Goal of the exercise ::
Answer these questions using the article on Augment's funding:
(a) How many engineers does the company plan to hire with the new capital?
(b) What total amount of capital has Augment raised, including the Series A?
(c) Which firm led the funding round?

┌─ Text passage

The company will use the new capital to hire more than 50 engineers to “push the frontier of agentic AI” and to expand Augie into more logistics workflows for shippers, brokers, carriers and distributors, according to a Sept. 4 press release.

Augie performs tasks in quoting, dispatch, tracking, appointment scheduling, document collection and billing, the release said. It understands the context of every shipment and acts across email, phone, TMS, portals and chat.

“Logistics runs on millions of decisions—under pressure, across fragmented systems and with too many tabs open,” Augment co-founder and CEO Harish Abbott said in the release. “Augie doesn’t just assist. It takes ownership.”

Augment launched out of stealth five months ago, and the Series A funding brings its total capital raised to $110 million, according to the release.

When announcing the company’s launch in a March 18 blog post, Abbott said Augie does all the tedious work so that staff can focus on more important tasks.

“What exactly does Augie do?” Abbott said in the post. “Augie can read/write documents, respond to emails, make calls and receive calls, log into systems, do data entry and document uploads.”

Augie is now used by dozens of third-party logistics providers and shippers and supports more than $35 billion in freight under management, per the Sept. 4 press release.

Customers have reported a 40% reduction in invoice delays, an eight-day acceleration in billing cycles, 5% or greater gross margin recovery per load and, across all customers, millions of dollars in track and trace payroll savings, the release said.

Jacob Effron, managing director at Redpoint Ventures, which led the funding round, said in the release that Augment is “creating the system of work the logistics industry has always needed.”

“Customers consistently highlight Augment’s speed, deeply collaborative approach and transformative impact on productivity,” Effron said.

In another development in the space, Authentica said Tuesday (Sept. 9) that it launched an AI platform designed to deliver real-time supply chain visibility and automate compliance.

In May, AI logistics software startup Pallet raised $27 million in a Series B funding round.

└─
┌─ Dataset entries

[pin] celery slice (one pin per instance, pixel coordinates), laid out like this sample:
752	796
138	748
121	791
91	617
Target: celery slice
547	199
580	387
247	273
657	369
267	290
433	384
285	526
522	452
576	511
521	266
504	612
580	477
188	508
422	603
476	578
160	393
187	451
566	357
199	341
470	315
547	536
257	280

└─
┌─ Dataset entries

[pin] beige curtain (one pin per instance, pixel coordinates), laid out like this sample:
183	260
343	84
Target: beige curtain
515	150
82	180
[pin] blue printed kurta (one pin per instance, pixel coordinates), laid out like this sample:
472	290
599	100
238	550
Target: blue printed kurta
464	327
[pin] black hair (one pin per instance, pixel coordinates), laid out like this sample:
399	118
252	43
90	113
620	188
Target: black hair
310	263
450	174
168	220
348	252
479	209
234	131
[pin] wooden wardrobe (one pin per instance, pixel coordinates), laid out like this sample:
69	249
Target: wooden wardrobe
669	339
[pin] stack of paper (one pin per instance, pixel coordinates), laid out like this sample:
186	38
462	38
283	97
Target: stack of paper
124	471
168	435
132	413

└─

Your solution ::
(a) More than 50
(b) $110 million
(c) Redpoint Ventures